- AIM OF THE TASK -
Retype, exactly as they appear below, the lines between the line holding "box: [911, 199, 1077, 458]" and the line holding "rough mask: <svg", both ends included.

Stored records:
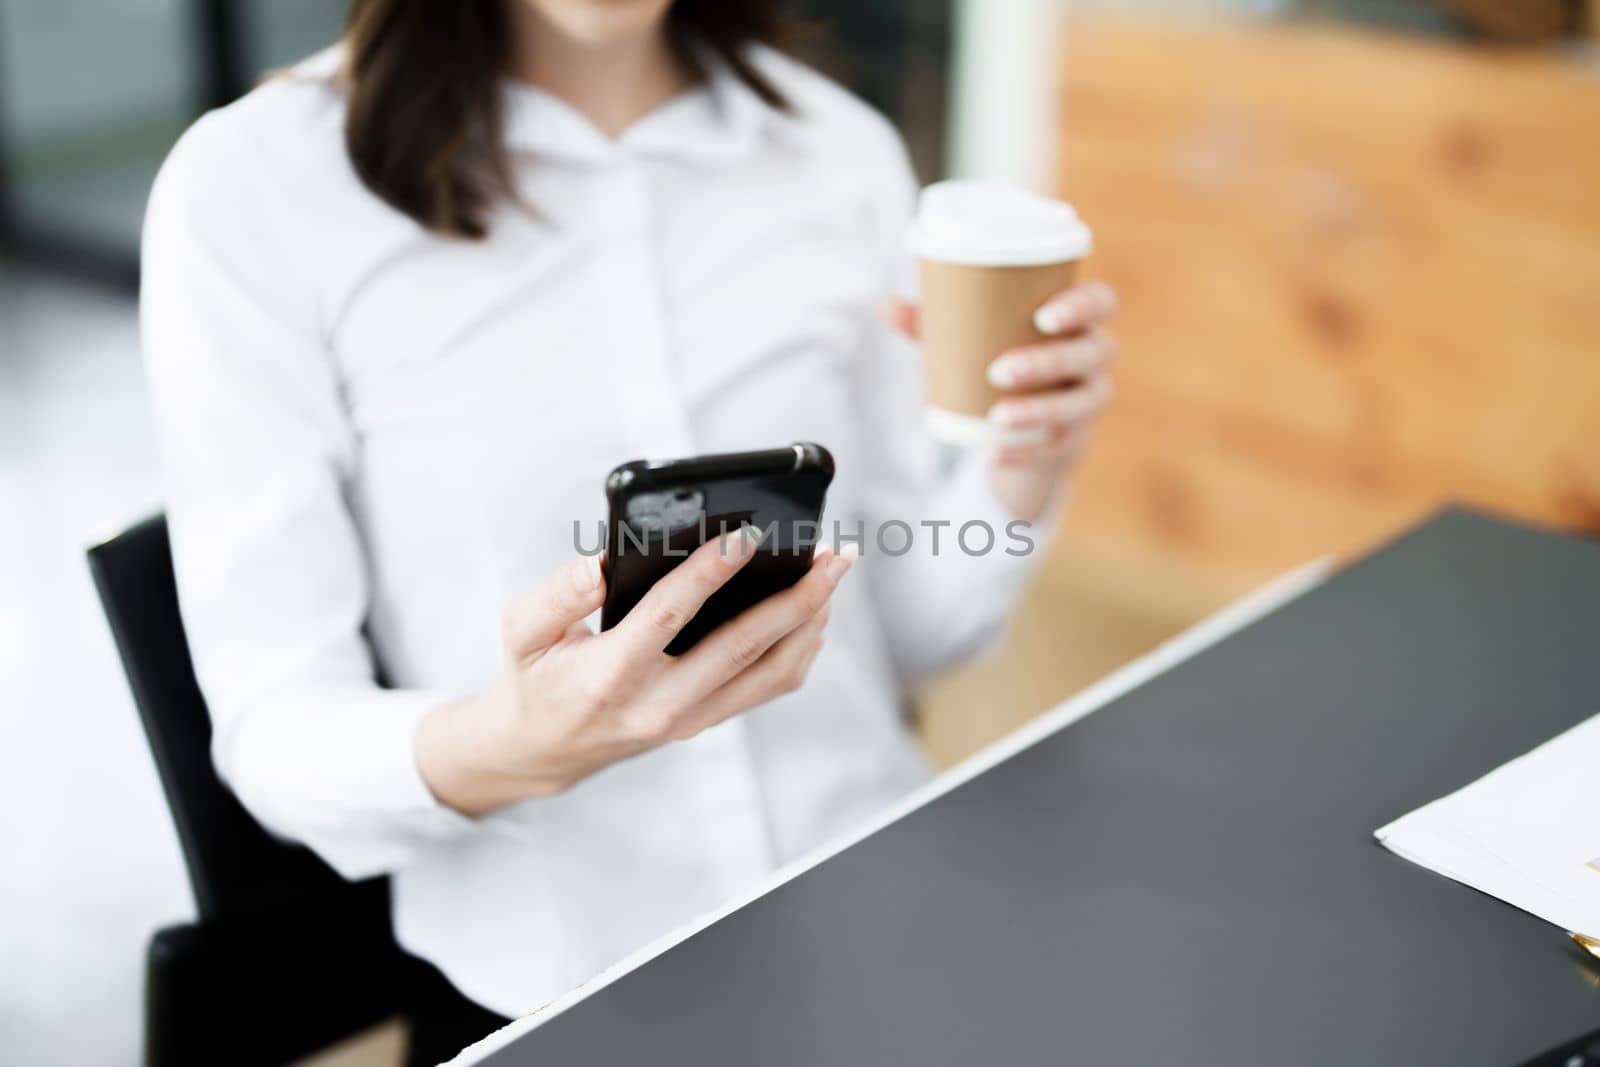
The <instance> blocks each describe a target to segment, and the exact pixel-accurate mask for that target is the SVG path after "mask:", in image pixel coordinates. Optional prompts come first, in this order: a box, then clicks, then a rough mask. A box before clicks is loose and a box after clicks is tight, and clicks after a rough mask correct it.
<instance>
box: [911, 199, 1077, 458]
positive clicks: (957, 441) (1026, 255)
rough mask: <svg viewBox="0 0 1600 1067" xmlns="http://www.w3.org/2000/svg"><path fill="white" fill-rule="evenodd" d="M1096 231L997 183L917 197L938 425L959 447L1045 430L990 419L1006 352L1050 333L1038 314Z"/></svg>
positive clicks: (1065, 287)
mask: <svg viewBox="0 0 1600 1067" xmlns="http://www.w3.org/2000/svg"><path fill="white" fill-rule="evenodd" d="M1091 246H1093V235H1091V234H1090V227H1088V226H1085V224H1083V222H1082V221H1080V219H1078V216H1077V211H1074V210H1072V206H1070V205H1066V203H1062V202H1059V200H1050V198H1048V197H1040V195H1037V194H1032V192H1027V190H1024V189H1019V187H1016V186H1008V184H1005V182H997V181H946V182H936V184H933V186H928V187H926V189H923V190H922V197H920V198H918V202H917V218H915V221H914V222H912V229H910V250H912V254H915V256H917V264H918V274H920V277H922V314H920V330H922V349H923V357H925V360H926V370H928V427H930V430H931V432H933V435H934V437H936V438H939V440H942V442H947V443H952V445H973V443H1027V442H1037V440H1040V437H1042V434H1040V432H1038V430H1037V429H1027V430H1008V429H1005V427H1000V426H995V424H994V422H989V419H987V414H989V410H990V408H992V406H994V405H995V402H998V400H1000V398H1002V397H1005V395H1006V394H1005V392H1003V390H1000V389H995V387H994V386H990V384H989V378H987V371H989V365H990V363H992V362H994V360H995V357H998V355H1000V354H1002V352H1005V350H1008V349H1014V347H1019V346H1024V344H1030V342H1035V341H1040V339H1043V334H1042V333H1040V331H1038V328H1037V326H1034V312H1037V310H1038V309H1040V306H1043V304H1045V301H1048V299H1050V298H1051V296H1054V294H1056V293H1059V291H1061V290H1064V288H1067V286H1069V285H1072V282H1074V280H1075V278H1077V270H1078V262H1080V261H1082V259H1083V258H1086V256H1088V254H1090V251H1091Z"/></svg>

- WRITTEN REPLY -
box: [911, 199, 1077, 458]
positive clicks: (957, 441) (1026, 255)
rough mask: <svg viewBox="0 0 1600 1067" xmlns="http://www.w3.org/2000/svg"><path fill="white" fill-rule="evenodd" d="M1096 231L997 183L917 197L938 425L959 447L1045 430L990 419L1006 352L1050 333L1038 314Z"/></svg>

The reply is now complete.